# [Brief]
Write out all the records below line for line, with no changes to any character.

[Stored data entries]
· · · · · · ·
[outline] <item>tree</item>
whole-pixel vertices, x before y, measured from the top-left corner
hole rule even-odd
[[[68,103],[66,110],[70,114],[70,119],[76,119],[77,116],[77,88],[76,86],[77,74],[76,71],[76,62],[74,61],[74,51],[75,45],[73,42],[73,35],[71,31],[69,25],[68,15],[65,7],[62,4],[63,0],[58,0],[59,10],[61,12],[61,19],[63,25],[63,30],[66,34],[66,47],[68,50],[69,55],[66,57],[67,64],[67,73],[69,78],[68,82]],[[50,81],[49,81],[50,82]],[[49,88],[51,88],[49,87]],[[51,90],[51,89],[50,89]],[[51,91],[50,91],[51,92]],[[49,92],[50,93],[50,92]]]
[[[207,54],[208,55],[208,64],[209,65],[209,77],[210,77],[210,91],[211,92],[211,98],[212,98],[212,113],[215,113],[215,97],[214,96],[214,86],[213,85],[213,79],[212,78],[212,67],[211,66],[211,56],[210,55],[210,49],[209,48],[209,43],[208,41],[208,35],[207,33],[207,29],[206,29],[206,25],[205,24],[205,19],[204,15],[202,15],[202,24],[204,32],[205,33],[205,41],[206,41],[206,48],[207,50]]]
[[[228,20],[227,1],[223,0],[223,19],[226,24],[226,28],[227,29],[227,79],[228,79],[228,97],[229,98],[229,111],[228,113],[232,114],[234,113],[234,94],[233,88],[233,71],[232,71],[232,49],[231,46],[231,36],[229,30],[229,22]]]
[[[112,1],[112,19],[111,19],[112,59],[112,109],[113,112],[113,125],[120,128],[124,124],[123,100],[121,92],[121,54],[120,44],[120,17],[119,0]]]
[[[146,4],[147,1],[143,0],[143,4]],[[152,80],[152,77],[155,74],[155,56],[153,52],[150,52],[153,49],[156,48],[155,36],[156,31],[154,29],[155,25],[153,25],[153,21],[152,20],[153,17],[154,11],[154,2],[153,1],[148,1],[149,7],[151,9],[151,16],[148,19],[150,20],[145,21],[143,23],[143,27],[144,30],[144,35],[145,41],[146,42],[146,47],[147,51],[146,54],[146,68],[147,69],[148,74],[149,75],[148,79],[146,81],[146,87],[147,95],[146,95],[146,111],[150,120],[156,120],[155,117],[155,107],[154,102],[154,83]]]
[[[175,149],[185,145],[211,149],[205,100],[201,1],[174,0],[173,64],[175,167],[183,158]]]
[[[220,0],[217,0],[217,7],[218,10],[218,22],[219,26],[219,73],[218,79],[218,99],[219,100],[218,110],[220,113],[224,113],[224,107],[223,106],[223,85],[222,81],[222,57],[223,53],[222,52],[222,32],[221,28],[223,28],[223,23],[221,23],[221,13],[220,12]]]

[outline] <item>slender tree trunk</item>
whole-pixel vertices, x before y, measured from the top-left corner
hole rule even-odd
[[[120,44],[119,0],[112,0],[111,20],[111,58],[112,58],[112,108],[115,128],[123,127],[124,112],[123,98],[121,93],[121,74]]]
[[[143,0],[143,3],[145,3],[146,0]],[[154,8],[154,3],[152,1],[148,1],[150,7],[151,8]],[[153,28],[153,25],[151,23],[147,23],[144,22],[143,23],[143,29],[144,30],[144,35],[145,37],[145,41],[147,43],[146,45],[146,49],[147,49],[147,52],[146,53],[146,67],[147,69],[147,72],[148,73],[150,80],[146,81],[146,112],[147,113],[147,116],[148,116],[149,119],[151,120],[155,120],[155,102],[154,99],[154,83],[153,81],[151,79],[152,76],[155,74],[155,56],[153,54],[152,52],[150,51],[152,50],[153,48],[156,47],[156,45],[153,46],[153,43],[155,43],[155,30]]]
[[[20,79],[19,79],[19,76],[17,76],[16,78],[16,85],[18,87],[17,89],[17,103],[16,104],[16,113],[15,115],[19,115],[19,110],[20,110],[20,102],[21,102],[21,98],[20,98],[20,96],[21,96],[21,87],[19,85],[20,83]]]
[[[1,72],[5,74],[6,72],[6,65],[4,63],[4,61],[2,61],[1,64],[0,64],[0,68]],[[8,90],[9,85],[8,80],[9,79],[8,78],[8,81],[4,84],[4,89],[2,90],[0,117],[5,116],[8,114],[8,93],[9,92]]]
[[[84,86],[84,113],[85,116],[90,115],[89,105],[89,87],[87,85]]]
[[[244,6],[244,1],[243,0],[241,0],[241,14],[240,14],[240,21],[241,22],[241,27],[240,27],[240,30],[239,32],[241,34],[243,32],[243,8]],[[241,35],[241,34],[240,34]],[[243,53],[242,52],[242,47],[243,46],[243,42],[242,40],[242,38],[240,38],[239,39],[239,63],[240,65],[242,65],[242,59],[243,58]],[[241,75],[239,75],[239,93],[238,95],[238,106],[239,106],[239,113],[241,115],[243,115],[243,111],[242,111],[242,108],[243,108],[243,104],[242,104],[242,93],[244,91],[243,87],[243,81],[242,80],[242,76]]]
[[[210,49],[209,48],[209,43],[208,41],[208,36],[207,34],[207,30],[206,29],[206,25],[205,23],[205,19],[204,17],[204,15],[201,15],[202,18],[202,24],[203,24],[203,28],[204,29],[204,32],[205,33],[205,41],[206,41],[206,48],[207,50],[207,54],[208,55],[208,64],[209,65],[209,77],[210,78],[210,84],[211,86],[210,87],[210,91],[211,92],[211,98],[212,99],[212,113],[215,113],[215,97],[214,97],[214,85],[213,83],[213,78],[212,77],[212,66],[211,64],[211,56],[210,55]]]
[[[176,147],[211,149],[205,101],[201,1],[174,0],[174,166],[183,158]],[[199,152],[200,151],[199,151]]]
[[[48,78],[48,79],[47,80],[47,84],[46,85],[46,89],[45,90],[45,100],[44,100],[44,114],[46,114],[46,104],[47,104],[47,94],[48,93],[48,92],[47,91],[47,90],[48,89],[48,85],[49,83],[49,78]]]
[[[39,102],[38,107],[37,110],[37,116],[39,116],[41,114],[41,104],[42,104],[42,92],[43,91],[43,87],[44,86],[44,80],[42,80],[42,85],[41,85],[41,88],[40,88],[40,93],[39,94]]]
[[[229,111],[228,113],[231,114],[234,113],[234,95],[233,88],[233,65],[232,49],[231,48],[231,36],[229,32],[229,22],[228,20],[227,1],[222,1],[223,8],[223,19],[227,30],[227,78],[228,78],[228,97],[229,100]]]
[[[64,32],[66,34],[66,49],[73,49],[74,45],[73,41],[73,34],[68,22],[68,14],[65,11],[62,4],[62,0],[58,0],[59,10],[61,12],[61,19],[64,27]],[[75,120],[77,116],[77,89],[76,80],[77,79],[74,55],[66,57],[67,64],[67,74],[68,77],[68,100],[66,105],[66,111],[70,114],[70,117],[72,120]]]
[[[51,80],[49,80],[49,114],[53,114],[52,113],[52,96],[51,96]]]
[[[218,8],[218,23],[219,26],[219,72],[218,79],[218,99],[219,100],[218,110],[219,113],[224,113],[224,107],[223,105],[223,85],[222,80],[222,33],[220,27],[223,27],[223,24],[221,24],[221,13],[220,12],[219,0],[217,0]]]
· · · · · · ·
# [Output below]
[outline] <item>tree</item>
whole-pixel vertices, x before y, measured from the top-left corner
hole rule even-odd
[[[68,103],[66,110],[70,114],[70,119],[76,119],[77,116],[77,88],[76,86],[77,74],[76,71],[76,62],[74,61],[74,51],[75,45],[73,42],[73,35],[71,31],[69,25],[68,15],[65,7],[62,4],[63,0],[58,0],[59,10],[61,12],[61,19],[63,25],[63,30],[66,34],[66,47],[68,50],[69,55],[66,57],[67,64],[67,73],[69,78],[68,82]],[[50,81],[49,81],[50,82]],[[49,88],[51,88],[49,87]],[[51,90],[51,89],[50,89]],[[51,91],[50,91],[51,92]],[[49,92],[50,93],[50,92]]]
[[[207,54],[208,55],[208,64],[209,65],[209,77],[210,77],[210,91],[211,92],[211,98],[212,98],[212,113],[215,113],[215,97],[214,96],[214,86],[213,85],[213,79],[212,78],[212,67],[211,66],[211,56],[210,55],[210,49],[209,48],[209,43],[208,41],[208,35],[207,33],[207,29],[206,29],[206,25],[205,24],[205,19],[204,15],[202,15],[202,24],[204,32],[205,33],[205,41],[206,41],[206,48],[207,50]]]
[[[228,20],[227,1],[223,0],[223,19],[226,24],[226,28],[227,29],[227,79],[228,79],[228,97],[229,98],[229,111],[228,113],[232,114],[234,113],[234,94],[233,88],[233,71],[232,71],[232,49],[231,46],[231,36],[229,30],[229,22]]]
[[[112,1],[112,19],[111,19],[112,59],[112,109],[113,112],[113,125],[120,128],[124,124],[123,100],[121,92],[121,54],[120,44],[120,17],[119,0]]]
[[[146,4],[147,1],[143,0],[143,4]],[[152,80],[152,77],[155,74],[155,56],[153,52],[150,52],[153,49],[156,48],[155,36],[156,31],[154,29],[155,25],[153,25],[153,21],[152,20],[153,17],[154,11],[154,2],[153,1],[148,1],[149,7],[151,9],[151,16],[148,19],[150,20],[145,21],[143,23],[143,27],[144,30],[144,35],[145,41],[146,42],[146,47],[147,51],[146,54],[146,68],[147,69],[148,74],[149,75],[148,79],[146,81],[146,87],[147,95],[146,95],[146,111],[150,120],[156,120],[155,117],[155,107],[154,102],[154,83]]]
[[[175,149],[185,145],[211,149],[205,100],[201,1],[174,0],[173,64],[175,167],[183,158]]]
[[[220,0],[217,0],[217,7],[218,10],[218,22],[219,26],[219,73],[218,79],[218,99],[219,100],[218,110],[220,113],[224,113],[224,107],[223,106],[223,85],[222,81],[222,57],[223,53],[222,52],[222,32],[221,28],[223,28],[223,23],[221,23],[221,13],[220,12]]]

[outline] <item>slender tree trunk</item>
whole-pixel vertices, x before y, measured from the top-left corner
hole rule even-odd
[[[120,44],[119,0],[112,0],[111,20],[111,58],[112,58],[112,108],[115,128],[123,127],[124,112],[123,98],[121,93],[121,74]]]
[[[143,0],[143,3],[145,3],[146,0]],[[154,8],[154,3],[152,1],[148,1],[150,7],[151,8]],[[153,28],[153,25],[151,23],[147,23],[144,22],[143,23],[143,29],[144,30],[144,35],[145,37],[145,41],[147,43],[146,45],[146,49],[147,49],[147,52],[146,53],[146,67],[147,69],[147,72],[148,73],[150,80],[146,81],[146,112],[147,113],[147,116],[148,116],[149,119],[151,120],[155,120],[155,102],[154,99],[154,83],[153,81],[151,79],[152,76],[155,74],[155,56],[153,54],[152,52],[150,51],[152,50],[153,48],[156,47],[156,45],[153,46],[153,43],[155,43],[155,30]]]
[[[20,79],[19,79],[19,76],[17,76],[16,78],[16,85],[18,87],[17,89],[17,103],[16,104],[16,113],[15,115],[19,115],[19,110],[20,110],[20,102],[21,102],[21,98],[20,98],[20,96],[21,96],[21,87],[19,85],[20,83]]]
[[[1,72],[5,74],[6,72],[6,65],[4,63],[4,61],[2,61],[1,64],[0,64],[0,68]],[[8,90],[9,85],[8,80],[9,79],[8,78],[8,81],[4,84],[4,89],[2,90],[0,117],[5,116],[8,114],[8,93],[9,92]]]
[[[84,86],[84,113],[85,116],[90,115],[89,105],[89,87],[87,85]]]
[[[244,6],[244,1],[243,0],[241,0],[241,14],[240,14],[240,21],[241,22],[241,27],[240,27],[240,30],[239,32],[241,34],[243,32],[243,8]],[[241,35],[241,34],[240,34]],[[243,53],[242,52],[242,47],[243,46],[243,42],[242,40],[242,38],[240,38],[239,39],[239,63],[240,65],[242,65],[242,59],[243,58]],[[241,75],[239,75],[239,93],[238,95],[238,106],[239,106],[239,113],[241,115],[243,115],[243,111],[242,111],[242,108],[243,108],[243,104],[242,104],[242,93],[244,91],[243,87],[243,81],[242,80],[242,76]]]
[[[210,49],[209,48],[209,43],[208,41],[208,36],[207,34],[207,30],[206,29],[206,25],[205,23],[205,19],[204,17],[204,15],[201,15],[202,18],[202,24],[203,24],[203,28],[204,29],[204,32],[205,33],[205,41],[206,41],[206,48],[207,50],[207,54],[208,55],[208,64],[209,65],[209,77],[210,78],[210,84],[211,86],[210,87],[210,91],[211,92],[211,98],[212,99],[212,113],[215,113],[215,97],[214,97],[214,85],[213,83],[213,78],[212,77],[212,66],[211,64],[211,56],[210,55]]]
[[[176,147],[211,149],[205,101],[201,1],[174,0],[174,166],[183,158]],[[199,152],[200,151],[199,151]]]
[[[48,78],[48,79],[47,80],[47,84],[46,85],[46,89],[45,90],[45,100],[44,100],[44,114],[46,114],[46,104],[47,104],[47,94],[48,93],[48,92],[47,91],[47,90],[48,89],[48,85],[49,83],[49,78]]]
[[[39,102],[38,107],[37,110],[37,116],[39,116],[41,114],[41,104],[42,104],[42,92],[43,91],[43,87],[44,86],[44,80],[42,80],[42,85],[41,85],[41,88],[40,88],[40,93],[39,94]]]
[[[229,111],[228,113],[231,114],[234,113],[234,95],[233,88],[233,65],[232,49],[231,48],[231,36],[229,32],[229,22],[228,20],[227,1],[222,1],[223,8],[223,19],[227,30],[227,78],[228,78],[228,97],[229,100]]]
[[[64,32],[66,34],[66,49],[73,49],[74,45],[73,41],[73,34],[68,22],[68,14],[65,11],[62,4],[62,0],[58,0],[59,10],[61,12],[61,19],[64,27]],[[75,120],[77,116],[77,89],[76,80],[77,79],[74,55],[66,57],[67,64],[67,74],[68,77],[68,100],[66,105],[66,111],[70,114],[70,117],[72,120]]]
[[[51,80],[49,80],[49,114],[53,114],[52,113],[52,96],[51,96]]]
[[[218,8],[218,23],[219,26],[219,72],[218,79],[218,99],[219,100],[218,110],[219,113],[224,113],[224,107],[223,105],[223,85],[222,80],[222,33],[220,27],[223,27],[223,24],[221,24],[221,13],[220,12],[219,0],[217,0]]]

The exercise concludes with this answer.